Testo fornito
⁂

La malattia alfine l’ha avuta vinta, ma non gli ha impedito di lasciare un segno distintivo nella ricerca storica in Ticino, in particolare sulla libertà di stampa.
Gentile, compito, ammodo. Vedo ancora Fabrizio Mena (1956) entrare nella redazione del Giornale del Popolo, 1985, ai tempi culturalmente gloriosi della direzione di Silvano Toppi. Fresco di laurea all’Università di Ginevra (mémoire su Censure et liberté de la presse au Tessin), gli leggevi negli occhi la voglia, anzi la furia di poter dire, di avere uno spazio in cui esprimersi. Sulla storia, vicende e protagonisti d’un passato che non passa mai perché parte fondante, determinante nel presente. La storia? La si considerava allora argomento per specialisti e non popolare per un quotidiano. Avevamo ragione lui per la prospettiva moderna, ed io nell’accettarlo sulla fiducia, sulla sua determinazione e su quel nucleo inseparabile tra censura e libertà che ne caratterizzerà tutta l’opera, dedicata soprattutto alla stampa. Nacquero così le sue regolari collaborazioni, pagine monografiche dedicate a temi storici, primo (e forse unico) caso tra i quotidiani ticinesi. E un’amicizia rinsaldata negli ultimi anni, quelli della malattia e della risolutezza di continuare ad indagare, scrivere, pubblicare sulla storia. Libri, articoli, recensioni, collaborazioni. In particolare con l’Archivio Storico Ticinese, ha fatto parte del comitato di redazione ai tempi di Raffaello Ceschi, di cui era amico, estimatore e un po’ anche allievo, visto che è stato suo relatore per il dottorato di ricerca in storia, sempre a Ginevra. Anche qui sull’argomento di cui rimane il maggior specialista: Editoria e stampa in Ticino, 1746-1848. Ricordava le collaborazioni col GdP come pietra d’angolo della sua costruzione dedicata con passione, sagacia e altissima competenza alla ricerca storica. Negli scritti e nella didattica, avendo insegnato nei vari ordini di scuola ticinese, soprattutto nei licei: Locarno, Bellinzona e dal ’96 Lugano 2.

⁂

Da fare
a: Secondo il testo su Fabrizio Mena, in quale università si era laureato Mena prima di entrare nella redazione del Giornale del Popolo?
b: Indica se ciascuna affermazione concorda con il testo su Fabrizio Mena, rispondendo sì o no e citando le parole decisive del testo. (i) Mena entrò nella redazione del Giornale del Popolo nel 1985. (ii) Il relatore del dottorato di ricerca di Mena fu Silvano Toppi. (iii) Dal 1996 Mena insegnò al liceo Lugano 2.
I dati costituiscono materiale a sé, distinto dal testo su Fabrizio Mena.

⁂

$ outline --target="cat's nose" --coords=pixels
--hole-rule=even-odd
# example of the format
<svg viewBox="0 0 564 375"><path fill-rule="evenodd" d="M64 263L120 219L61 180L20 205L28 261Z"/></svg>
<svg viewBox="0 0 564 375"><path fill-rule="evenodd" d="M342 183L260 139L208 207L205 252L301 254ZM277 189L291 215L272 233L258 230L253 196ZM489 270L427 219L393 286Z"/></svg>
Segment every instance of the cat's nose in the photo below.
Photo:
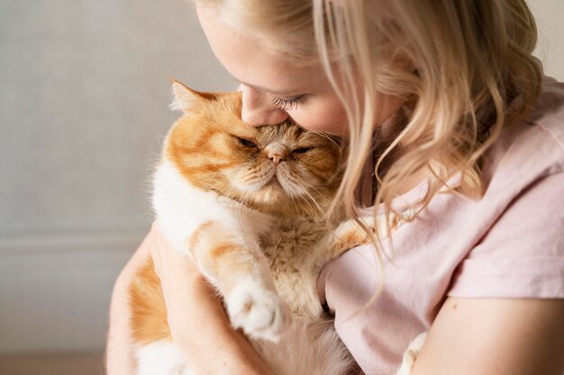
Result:
<svg viewBox="0 0 564 375"><path fill-rule="evenodd" d="M264 150L267 153L267 157L272 160L275 164L278 164L281 161L286 160L288 156L287 150L284 145L279 143L268 145Z"/></svg>
<svg viewBox="0 0 564 375"><path fill-rule="evenodd" d="M268 158L271 159L274 162L274 164L278 164L281 161L286 160L286 156L280 155L280 154L272 154L268 156Z"/></svg>

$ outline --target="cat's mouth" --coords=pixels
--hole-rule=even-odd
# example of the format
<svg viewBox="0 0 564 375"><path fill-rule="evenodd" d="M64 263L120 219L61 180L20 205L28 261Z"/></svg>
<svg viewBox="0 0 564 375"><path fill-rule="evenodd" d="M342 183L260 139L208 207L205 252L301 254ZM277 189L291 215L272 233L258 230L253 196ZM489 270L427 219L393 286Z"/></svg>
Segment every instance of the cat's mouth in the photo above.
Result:
<svg viewBox="0 0 564 375"><path fill-rule="evenodd" d="M270 180L267 183L264 184L264 187L279 187L282 188L278 178L276 176L276 174L272 176Z"/></svg>

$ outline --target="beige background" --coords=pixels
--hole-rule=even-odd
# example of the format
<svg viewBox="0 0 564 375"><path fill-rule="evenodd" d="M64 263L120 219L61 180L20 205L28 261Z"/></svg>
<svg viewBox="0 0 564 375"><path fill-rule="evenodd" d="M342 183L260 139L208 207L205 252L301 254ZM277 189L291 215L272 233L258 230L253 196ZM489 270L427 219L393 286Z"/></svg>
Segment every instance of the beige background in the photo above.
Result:
<svg viewBox="0 0 564 375"><path fill-rule="evenodd" d="M564 1L532 6L537 54L564 80ZM103 348L150 222L169 77L235 85L187 0L0 0L0 354Z"/></svg>

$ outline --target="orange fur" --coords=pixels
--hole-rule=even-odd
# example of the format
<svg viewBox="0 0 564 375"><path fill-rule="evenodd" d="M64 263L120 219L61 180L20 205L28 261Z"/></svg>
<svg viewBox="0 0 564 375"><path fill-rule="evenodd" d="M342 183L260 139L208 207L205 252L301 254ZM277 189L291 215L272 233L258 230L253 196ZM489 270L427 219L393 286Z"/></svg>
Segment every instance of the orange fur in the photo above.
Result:
<svg viewBox="0 0 564 375"><path fill-rule="evenodd" d="M160 280L152 259L148 259L137 272L129 295L133 341L142 344L158 340L172 341Z"/></svg>
<svg viewBox="0 0 564 375"><path fill-rule="evenodd" d="M324 218L341 180L343 156L335 139L307 132L289 121L250 127L241 120L241 93L190 92L196 96L189 97L188 103L198 104L199 96L204 104L185 110L186 114L174 123L163 160L172 163L193 187L252 210L281 219L321 221ZM279 155L285 163L281 167L277 162L274 183L265 181L260 185L257 181L272 171L273 160L267 149L271 144L283 147ZM278 175L280 170L284 175ZM206 221L183 242L202 271L220 275L222 291L235 286L237 275L259 274L264 266L258 264L256 254L233 239L221 223ZM133 341L141 344L171 341L160 282L150 260L136 273L130 297Z"/></svg>

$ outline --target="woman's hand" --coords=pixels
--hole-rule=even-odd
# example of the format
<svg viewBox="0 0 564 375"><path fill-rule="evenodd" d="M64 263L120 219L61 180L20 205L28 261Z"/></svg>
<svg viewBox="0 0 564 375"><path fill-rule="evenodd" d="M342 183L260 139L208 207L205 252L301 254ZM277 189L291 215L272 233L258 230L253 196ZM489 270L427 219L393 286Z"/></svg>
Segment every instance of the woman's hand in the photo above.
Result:
<svg viewBox="0 0 564 375"><path fill-rule="evenodd" d="M174 343L196 373L269 373L245 336L232 329L219 297L195 262L171 249L153 226L115 283L106 353L108 375L135 373L128 289L149 256L161 281Z"/></svg>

⁂

Risposte per compito
a: All'Università di Ginevra.

b: (i) Sì: "Vedo ancora Fabrizio Mena (1956) entrare nella redazione del Giornale del Popolo, 1985". (ii) No: "ai tempi di Raffaello Ceschi, di cui era amico, estimatore e un po’ anche allievo, visto che è stato suo relatore per il dottorato di ricerca in storia". (iii) Sì: "soprattutto nei licei: Locarno, Bellinzona e dal ’96 Lugano 2".